* **TEXTO DO DOCUMENTO**
Três Dias de Condor tem o ritmo, o clima, o ambiente de um filme de mistério, de thriller, quase de filme de ação – e pode perfeitamente agradar a quem gosta do gênero. Mas a rigor é um filme político. Um panfleto contra os organismos do governo dos Estados Unidos – especificamente a CIA – que se tornam gigantescos demais, poderosos demais, e se inclinam para promover ações autoritárias, desconhecidas pelo público, à revelia do Congresso, do Judiciário, da imprensa, estes pilares da democracia.
Um panfleto contra as tentações totalitárias que brotam em organismos como a Central Intelligence Agency – e uma ode ao poder da imprensa, que revela ao país, à opinião pública, os segredos do poder.
Uma sequência chocante quando estamos com 12 minutos
Quando o filme está com 12 minutos, há uma sequência assustadora, chocante.
Nos primeiros12 minutos, o filme nos prepara para algo fora do normal – mas, mesmo assim, quando o algo anormal chega é assustador, chocante.
Vamos vendo o que parece ser um dia de trabalho normal numa casa de uns três andares em Nova York onde funciona a American Literary and Historical Society – conforme anuncia uma placa junto da porta de entrada. Há uma câmara de segurança para a identificação de quem toca a campainha, e há um segurança armado que ocupa uma saleta junto da primeira sala, onde trabalha uma secretária.
Nos aposentos dos andares superiores há mesas de trabalho, computadores, diversas impressoras então moderníssimas – as hoje velhas e aposentadas impressoras em papel contínuo. Por todos os lados há estantes repletas de livros.
Tudo tem de fato o aspecto de uma sociedade literária e histórica. Diversos pesquisadores lendo livros e mais livros, juntando informações em computadores.
Turner (o papel de Robert Redford) parece o mais esperto de todos os funcionários. É um rapaz assim um tanto pouco convencional para aquele ambiente austero, severo. Vai para o trabalho de bicicleta, chega alguns minutos atrasado, depois que o chefe da organização, o dr. Lappe (Don McHenry) já havia perguntado por ele.
Vemos que Turner namora uma colega de trabalho, uma bela descendente de chineses, Janice (Tina Chen). Os dois já combinaram que vão, naquele dia, jantar na casa de um casal de amigos.
Turner está muito intrigado – ele comenta isso com Janice – com um determinado livro que leu. “Um livro de misterioso que não fez grande sucesso, e foi traduzido para línguas que não são as mais usuais. Saiu em turco, mas não em francês. Em árabe, mas não em russo ou alemão. Em holandês, espanhol.”
Vemos também que Turner está muito curioso para saber se já houve alguma resposta a um relatório que ele enviou. Não, não houve resposta ainda, diz o dr. Lappe.
A verdade é que o espectador não compreende muito bem o que é que fazem exatamente aqueles funcionários da American Literary and Historical Society.
E, entremeadas às sequências dentro do casarão, há tomadas de um sujeito sentado em um carro do outro lado da rua, observando tudo o que acontece ali. Quando Turner chega e amarra sua bicicleta junto da entrada do casarão, vemos que esse sujeito tem diante de si uma pasta com grandes fotos de rostos de pessoas. No momento em que Turner chega, ele observa a foto daquele rapaz, e risca seu nome numa lista datilografada.

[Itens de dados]
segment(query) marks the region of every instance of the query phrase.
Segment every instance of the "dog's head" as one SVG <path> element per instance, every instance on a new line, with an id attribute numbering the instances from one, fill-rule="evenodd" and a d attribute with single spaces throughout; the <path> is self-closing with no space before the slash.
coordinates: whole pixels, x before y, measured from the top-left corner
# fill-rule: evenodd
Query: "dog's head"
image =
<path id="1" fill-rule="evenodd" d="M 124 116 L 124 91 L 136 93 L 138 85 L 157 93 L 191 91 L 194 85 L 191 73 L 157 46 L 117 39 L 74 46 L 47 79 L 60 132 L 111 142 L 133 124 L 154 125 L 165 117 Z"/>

* **PROBLEMA CURTO 1**
Liste as línguas em que, segundo o texto sobre Três Dias de Condor, saiu o livro que deixa Turner intrigado.
* **PROBLEMA CURTO 2**
Responda com base no texto sobre Três Dias de Condor:
(a) Que meio de transporte Turner usa para ir ao trabalho?
(b) Qual atriz interpreta Janice?
(c) Em que cidade fica a casa da American Literary and Historical Society?
* **PROBLEMA CURTO 3**
Transcreva do texto sobre Três Dias de Condor o trecho que vai de "Três Dias de" até "sequência assustadora, chocante.".

* **RESPOSTA FINAL 1**
Turco, árabe, holandês e espanhol.

* **RESPOSTA FINAL 2**
(a) A bicicleta.
(b) Tina Chen.
(c) Nova York.

* **RESPOSTA FINAL 3**
Três Dias de Condor tem o ritmo, o clima, o ambiente de um filme de mistério, de thriller, quase de filme de ação – e pode perfeitamente agradar a quem gosta do gênero. Mas a rigor é um filme político. Um panfleto contra os organismos do governo dos Estados Unidos – especificamente a CIA – que se tornam gigantescos demais, poderosos demais, e se inclinam para promover ações autoritárias, desconhecidas pelo público, à revelia do Congresso, do Judiciário, da imprensa, estes pilares da democracia.
Um panfleto contra as tentações totalitárias que brotam em organismos como a Central Intelligence Agency – e uma ode ao poder da imprensa, que revela ao país, à opinião pública, os segredos do poder.
Uma sequência chocante quando estamos com 12 minutos
Quando o filme está com 12 minutos, há uma sequência assustadora, chocante.